## Aim
Please rewrite the data from its first line through the line containing "Within one instance, a", inclusive, with "element" replaced by "tag" and everything else unchanged.

Dataset records:
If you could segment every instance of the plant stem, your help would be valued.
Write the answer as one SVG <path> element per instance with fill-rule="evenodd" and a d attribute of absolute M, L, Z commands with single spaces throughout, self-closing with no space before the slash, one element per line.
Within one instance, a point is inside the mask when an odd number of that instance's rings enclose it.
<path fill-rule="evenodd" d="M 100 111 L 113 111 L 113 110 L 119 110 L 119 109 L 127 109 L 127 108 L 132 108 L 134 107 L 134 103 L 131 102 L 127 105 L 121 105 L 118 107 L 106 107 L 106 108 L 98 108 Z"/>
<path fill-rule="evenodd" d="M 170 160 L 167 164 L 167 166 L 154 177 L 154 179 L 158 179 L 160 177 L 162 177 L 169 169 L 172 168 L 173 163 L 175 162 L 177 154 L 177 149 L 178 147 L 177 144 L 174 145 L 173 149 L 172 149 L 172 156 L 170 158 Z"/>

## The response
If you could segment every instance of the plant stem, your help would be valued.
Write the answer as one SVG <path> tag per instance with fill-rule="evenodd" and a d attribute of absolute M, L, Z commands with single spaces throughout, self-closing with no space before the slash, one tag per line.
Within one instance, a point is inside the mask when an odd number of that instance's rings enclose it.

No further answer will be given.